Task instructions.
**1.** According to the abstract on diabetic kidney disease, which two sets of recommendations were used to review study designs and reporting quality?
**2.** Pick up the abstract on diabetic kidney disease after its final sentence and keep writing it.
------ Quoted passage
Introduction: Diabetes is a highly prevalent accelerator or even cause of chronic kidney disease imposing a large unmet medical need at the global scale. Massive research activities continue to be in search of a cure but the yield of the classical bench-to-bedside research approach has been low. We speculated that a significant mismatch in design and quality of animal and clinical studies in this domain is a hurdle for translation.

Methods: We performed a meta-analysis of matched pairs of animal and human studies that tested the efficacy of distinct drug interventions for diabetic kidney disease (DKD). We reviewed study designs and reporting quality of such studies over the last decade according to the standards listed in the CONSORT and ARRIVE recommendations, respectively.
------------
------ Given information
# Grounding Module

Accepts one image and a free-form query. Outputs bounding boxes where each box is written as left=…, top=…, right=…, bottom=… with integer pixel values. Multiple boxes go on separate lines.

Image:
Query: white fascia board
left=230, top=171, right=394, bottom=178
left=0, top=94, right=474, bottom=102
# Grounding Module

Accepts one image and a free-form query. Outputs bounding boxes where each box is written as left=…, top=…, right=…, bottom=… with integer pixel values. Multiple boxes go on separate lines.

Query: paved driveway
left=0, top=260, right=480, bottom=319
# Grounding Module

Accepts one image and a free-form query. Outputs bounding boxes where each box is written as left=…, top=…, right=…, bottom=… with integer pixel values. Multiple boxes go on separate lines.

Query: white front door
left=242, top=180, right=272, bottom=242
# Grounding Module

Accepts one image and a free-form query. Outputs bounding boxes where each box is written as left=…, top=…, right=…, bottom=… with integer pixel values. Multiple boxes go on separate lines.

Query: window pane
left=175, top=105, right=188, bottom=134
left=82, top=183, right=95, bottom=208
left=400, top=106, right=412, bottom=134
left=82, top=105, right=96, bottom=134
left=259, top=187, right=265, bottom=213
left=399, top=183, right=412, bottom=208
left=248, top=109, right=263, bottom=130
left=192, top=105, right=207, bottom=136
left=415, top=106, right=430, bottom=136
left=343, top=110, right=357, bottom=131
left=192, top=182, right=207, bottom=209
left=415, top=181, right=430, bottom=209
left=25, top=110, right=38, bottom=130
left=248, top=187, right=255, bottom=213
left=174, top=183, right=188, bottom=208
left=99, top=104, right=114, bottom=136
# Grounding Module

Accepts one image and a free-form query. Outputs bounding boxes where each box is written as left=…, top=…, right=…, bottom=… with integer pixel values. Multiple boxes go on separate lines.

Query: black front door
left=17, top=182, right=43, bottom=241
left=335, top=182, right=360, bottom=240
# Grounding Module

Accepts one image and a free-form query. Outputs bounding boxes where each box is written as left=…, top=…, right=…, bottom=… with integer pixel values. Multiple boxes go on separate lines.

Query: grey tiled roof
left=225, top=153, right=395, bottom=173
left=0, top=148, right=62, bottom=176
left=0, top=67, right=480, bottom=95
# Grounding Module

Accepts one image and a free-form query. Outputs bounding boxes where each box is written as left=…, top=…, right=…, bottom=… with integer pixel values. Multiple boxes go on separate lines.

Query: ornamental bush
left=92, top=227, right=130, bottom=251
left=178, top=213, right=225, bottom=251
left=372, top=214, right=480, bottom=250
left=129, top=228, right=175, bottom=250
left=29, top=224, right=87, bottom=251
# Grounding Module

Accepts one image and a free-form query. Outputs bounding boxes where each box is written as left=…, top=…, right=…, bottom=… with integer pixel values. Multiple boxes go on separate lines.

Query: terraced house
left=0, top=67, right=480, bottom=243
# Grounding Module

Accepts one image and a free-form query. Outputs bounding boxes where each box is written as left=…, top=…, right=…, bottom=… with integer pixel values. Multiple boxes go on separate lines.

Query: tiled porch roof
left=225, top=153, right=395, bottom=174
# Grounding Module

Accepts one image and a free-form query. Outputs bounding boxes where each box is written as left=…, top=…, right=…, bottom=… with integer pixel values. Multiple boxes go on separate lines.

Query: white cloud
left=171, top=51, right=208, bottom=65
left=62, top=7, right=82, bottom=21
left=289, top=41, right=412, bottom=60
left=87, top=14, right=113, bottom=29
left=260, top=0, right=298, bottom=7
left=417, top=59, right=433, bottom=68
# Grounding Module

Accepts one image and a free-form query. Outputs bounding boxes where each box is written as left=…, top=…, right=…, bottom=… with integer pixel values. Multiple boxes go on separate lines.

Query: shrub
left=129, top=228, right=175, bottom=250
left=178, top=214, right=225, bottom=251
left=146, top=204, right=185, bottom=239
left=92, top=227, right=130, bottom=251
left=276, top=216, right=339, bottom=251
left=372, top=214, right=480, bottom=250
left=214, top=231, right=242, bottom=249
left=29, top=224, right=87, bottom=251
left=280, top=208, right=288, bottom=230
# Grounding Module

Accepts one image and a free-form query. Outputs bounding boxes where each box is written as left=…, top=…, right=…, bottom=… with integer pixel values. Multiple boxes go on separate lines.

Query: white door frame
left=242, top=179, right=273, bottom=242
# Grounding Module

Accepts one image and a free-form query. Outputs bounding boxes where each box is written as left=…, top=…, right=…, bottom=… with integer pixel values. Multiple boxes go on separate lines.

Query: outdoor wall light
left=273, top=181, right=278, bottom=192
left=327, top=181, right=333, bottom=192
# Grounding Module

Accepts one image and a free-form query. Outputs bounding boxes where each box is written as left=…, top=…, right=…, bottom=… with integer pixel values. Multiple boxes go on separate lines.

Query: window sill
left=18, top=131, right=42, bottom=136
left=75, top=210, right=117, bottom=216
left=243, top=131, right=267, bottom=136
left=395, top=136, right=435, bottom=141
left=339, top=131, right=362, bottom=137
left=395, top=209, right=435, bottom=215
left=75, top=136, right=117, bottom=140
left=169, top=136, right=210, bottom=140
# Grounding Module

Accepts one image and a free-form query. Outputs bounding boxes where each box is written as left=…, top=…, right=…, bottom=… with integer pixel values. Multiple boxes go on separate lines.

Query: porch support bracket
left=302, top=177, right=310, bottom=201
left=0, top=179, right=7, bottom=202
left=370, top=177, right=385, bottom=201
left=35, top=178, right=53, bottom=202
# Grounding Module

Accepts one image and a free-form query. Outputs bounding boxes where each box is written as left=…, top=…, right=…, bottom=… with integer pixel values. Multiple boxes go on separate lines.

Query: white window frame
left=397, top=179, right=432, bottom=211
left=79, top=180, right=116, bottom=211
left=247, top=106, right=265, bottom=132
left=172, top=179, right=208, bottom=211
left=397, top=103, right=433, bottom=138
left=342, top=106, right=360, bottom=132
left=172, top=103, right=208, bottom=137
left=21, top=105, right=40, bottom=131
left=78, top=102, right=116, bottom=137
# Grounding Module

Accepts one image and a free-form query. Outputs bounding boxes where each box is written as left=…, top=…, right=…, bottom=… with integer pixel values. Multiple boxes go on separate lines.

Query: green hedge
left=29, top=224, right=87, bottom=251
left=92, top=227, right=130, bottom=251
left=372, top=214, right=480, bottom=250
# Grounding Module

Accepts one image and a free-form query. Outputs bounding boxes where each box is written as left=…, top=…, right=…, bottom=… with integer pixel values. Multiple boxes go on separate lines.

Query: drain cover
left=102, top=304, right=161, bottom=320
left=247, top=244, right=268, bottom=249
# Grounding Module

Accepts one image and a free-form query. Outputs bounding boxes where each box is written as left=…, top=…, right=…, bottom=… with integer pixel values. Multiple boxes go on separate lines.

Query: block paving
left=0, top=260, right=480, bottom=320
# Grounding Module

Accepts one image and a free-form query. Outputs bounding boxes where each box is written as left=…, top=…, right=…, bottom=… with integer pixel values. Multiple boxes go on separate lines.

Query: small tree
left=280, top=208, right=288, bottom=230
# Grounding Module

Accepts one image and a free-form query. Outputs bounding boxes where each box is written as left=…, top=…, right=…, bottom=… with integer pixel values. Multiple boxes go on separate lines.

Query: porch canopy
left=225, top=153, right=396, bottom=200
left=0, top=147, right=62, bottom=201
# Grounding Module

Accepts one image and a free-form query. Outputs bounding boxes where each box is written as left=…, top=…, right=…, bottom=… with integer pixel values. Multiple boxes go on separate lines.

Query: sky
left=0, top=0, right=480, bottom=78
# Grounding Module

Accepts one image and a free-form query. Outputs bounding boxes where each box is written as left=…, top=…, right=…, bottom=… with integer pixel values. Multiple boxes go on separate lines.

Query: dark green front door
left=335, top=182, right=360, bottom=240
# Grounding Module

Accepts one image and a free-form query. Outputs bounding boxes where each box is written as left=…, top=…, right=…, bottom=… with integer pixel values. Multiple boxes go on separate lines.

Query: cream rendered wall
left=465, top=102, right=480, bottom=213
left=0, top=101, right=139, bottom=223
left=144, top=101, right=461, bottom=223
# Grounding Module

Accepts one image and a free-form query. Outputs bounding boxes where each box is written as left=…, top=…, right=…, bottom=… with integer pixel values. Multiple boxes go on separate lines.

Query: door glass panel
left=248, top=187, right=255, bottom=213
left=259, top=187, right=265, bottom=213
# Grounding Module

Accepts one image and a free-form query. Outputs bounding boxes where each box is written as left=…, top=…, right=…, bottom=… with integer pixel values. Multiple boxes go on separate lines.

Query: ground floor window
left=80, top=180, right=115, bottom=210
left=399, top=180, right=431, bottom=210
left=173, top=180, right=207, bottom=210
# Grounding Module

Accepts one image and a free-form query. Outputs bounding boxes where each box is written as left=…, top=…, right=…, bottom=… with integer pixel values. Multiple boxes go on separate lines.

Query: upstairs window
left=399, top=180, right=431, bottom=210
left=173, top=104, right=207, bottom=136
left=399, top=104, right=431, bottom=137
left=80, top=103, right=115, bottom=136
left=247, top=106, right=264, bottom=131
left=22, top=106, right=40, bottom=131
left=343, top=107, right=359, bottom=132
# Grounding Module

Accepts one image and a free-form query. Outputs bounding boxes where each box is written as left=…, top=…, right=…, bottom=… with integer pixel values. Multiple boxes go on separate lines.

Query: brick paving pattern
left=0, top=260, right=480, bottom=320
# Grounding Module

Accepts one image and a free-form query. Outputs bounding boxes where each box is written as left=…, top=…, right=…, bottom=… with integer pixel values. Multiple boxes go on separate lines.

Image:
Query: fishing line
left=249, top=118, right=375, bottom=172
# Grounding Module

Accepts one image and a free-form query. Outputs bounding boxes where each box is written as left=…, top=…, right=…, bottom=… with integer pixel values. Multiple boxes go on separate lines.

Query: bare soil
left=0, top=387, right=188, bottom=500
------------
Per-task answers.
**1.** The CONSORT and ARRIVE recommendations.

**2.**
Results: We noted a wide diversity in the study designs of animal studies in terms of diabetes induction. Major mismatches with the respective human studies referred to age and sex distribution, comorbidities, stage of the kidney disease, and selection of primary endpoints. Usually, treatment was initiated before onset of kidney disease without any standard of care as a background therapy. The reporting quality of animal studies was poor for randomization procedures, blinding, sample size calculation for a prespecified primary endpoint or the safety analysis. Reporting quality of clinical studies had deficits in trial design-, recruitment-, allocation-, and outcome-related aspects.

Conclusion: Bench-to-bedside translation in the domain of DKD suffers from major deficits in the design of experimental studies in view of the projected clinical trials as well as from significant deficits in the reporting quality in preclinical and clinical studies.